### [Set exercise]
Present the rows below as a Markdown table with two columns, Row and Text. Number each row in the Row column, and leave out any blank lines.

Data records
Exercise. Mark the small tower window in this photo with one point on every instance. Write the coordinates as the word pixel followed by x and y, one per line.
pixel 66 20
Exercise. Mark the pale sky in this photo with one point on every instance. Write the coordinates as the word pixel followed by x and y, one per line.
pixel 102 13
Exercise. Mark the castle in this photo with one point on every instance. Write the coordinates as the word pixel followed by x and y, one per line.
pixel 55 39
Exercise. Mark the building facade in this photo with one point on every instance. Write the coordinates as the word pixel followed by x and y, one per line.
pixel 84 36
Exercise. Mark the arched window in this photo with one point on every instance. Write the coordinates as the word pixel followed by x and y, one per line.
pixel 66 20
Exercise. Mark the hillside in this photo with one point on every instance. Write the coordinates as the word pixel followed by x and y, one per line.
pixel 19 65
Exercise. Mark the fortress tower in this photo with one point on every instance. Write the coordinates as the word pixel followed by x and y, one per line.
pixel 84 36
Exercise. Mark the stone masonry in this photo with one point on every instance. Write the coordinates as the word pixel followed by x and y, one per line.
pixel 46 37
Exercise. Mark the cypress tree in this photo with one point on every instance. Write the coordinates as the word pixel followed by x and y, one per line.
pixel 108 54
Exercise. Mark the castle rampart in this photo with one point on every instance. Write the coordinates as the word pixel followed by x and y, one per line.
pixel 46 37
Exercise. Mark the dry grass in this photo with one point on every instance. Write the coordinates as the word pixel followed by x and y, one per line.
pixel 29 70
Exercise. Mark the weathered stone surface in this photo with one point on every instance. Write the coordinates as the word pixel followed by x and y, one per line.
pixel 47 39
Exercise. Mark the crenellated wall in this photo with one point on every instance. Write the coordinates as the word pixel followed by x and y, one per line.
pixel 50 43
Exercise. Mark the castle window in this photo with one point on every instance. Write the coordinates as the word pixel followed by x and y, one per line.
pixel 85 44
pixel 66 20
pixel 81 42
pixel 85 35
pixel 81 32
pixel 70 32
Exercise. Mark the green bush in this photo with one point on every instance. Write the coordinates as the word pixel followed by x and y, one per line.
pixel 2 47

### [Solved exercise]
| Row | Text |
|---|---|
| 1 | Exercise. Mark the small tower window in this photo with one point on every instance. Write the coordinates as the word pixel followed by x and y, one per line. |
| 2 | pixel 66 20 |
| 3 | Exercise. Mark the pale sky in this photo with one point on every instance. Write the coordinates as the word pixel followed by x and y, one per line. |
| 4 | pixel 102 13 |
| 5 | Exercise. Mark the castle in this photo with one point on every instance. Write the coordinates as the word pixel followed by x and y, one per line. |
| 6 | pixel 55 39 |
| 7 | Exercise. Mark the building facade in this photo with one point on every instance. Write the coordinates as the word pixel followed by x and y, one per line. |
| 8 | pixel 84 36 |
| 9 | Exercise. Mark the arched window in this photo with one point on every instance. Write the coordinates as the word pixel followed by x and y, one per line. |
| 10 | pixel 66 20 |
| 11 | Exercise. Mark the hillside in this photo with one point on every instance. Write the coordinates as the word pixel followed by x and y, one per line. |
| 12 | pixel 19 65 |
| 13 | Exercise. Mark the fortress tower in this photo with one point on every instance. Write the coordinates as the word pixel followed by x and y, one per line. |
| 14 | pixel 84 36 |
| 15 | Exercise. Mark the stone masonry in this photo with one point on every instance. Write the coordinates as the word pixel followed by x and y, one per line. |
| 16 | pixel 46 37 |
| 17 | Exercise. Mark the cypress tree in this photo with one point on every instance. Write the coordinates as the word pixel followed by x and y, one per line. |
| 18 | pixel 108 54 |
| 19 | Exercise. Mark the castle rampart in this photo with one point on every instance. Write the coordinates as the word pixel followed by x and y, one per line. |
| 20 | pixel 46 37 |
| 21 | Exercise. Mark the dry grass in this photo with one point on every instance. Write the coordinates as the word pixel followed by x and y, one per line. |
| 22 | pixel 29 70 |
| 23 | Exercise. Mark the weathered stone surface in this photo with one point on every instance. Write the coordinates as the word pixel followed by x and y, one per line. |
| 24 | pixel 47 39 |
| 25 | Exercise. Mark the crenellated wall in this photo with one point on every instance. Write the coordinates as the word pixel followed by x and y, one per line. |
| 26 | pixel 50 43 |
| 27 | Exercise. Mark the castle window in this photo with one point on every instance. Write the coordinates as the word pixel followed by x and y, one per line. |
| 28 | pixel 85 44 |
| 29 | pixel 66 20 |
| 30 | pixel 81 42 |
| 31 | pixel 85 35 |
| 32 | pixel 81 32 |
| 33 | pixel 70 32 |
| 34 | Exercise. Mark the green bush in this photo with one point on every instance. Write the coordinates as the word pixel followed by x and y, one per line. |
| 35 | pixel 2 47 |